[Dataset excerpts]

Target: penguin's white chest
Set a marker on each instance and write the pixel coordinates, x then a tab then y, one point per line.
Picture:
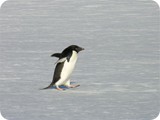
68	68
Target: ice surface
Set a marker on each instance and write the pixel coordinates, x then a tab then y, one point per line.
118	71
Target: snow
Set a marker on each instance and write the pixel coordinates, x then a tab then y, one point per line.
118	71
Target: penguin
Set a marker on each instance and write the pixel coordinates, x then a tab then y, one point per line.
64	67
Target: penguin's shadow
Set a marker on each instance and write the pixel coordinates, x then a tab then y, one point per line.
62	86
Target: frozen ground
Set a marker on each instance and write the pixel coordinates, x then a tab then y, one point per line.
118	71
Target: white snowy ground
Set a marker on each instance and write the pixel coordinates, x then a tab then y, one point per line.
118	71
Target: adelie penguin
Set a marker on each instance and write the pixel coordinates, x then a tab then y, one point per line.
64	67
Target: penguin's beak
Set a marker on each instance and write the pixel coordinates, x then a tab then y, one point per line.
80	49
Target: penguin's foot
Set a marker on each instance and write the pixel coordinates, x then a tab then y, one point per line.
73	86
60	89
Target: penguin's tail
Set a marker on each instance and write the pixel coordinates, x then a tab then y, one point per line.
47	87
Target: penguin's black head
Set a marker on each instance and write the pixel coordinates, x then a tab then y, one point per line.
76	48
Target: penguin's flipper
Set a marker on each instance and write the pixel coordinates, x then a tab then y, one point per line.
56	55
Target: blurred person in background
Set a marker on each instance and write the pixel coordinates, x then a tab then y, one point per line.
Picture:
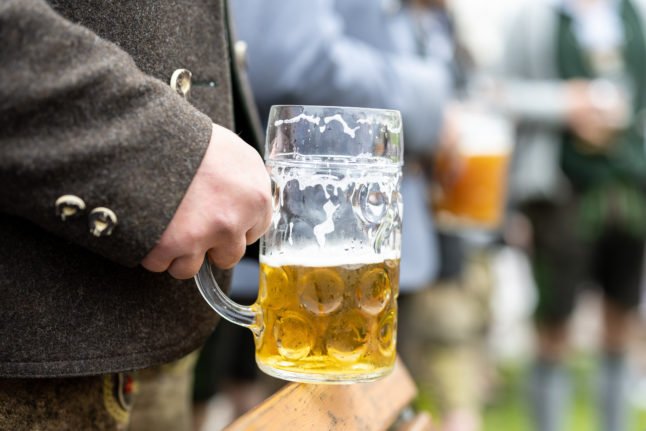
355	53
576	83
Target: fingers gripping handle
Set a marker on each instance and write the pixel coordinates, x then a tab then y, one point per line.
219	301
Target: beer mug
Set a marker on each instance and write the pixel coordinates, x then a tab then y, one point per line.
470	193
326	309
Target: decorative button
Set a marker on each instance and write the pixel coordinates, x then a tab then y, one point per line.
69	206
240	53
180	81
102	221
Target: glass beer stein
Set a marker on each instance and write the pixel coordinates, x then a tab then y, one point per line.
472	195
326	310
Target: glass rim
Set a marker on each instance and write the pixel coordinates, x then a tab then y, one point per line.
347	108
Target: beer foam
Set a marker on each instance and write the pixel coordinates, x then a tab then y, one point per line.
483	134
320	258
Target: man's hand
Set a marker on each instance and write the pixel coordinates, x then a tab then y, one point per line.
226	207
596	112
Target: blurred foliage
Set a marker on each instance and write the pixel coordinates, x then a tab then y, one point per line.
507	408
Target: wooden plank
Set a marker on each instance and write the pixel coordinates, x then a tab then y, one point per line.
358	407
421	422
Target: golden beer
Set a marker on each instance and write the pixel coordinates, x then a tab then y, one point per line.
337	322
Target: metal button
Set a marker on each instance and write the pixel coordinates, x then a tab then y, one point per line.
69	206
102	221
240	53
180	81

* Problem details *
When a line of the records above contains the string "button", count it once; then give the total and nothing else.

* Result for this task *
2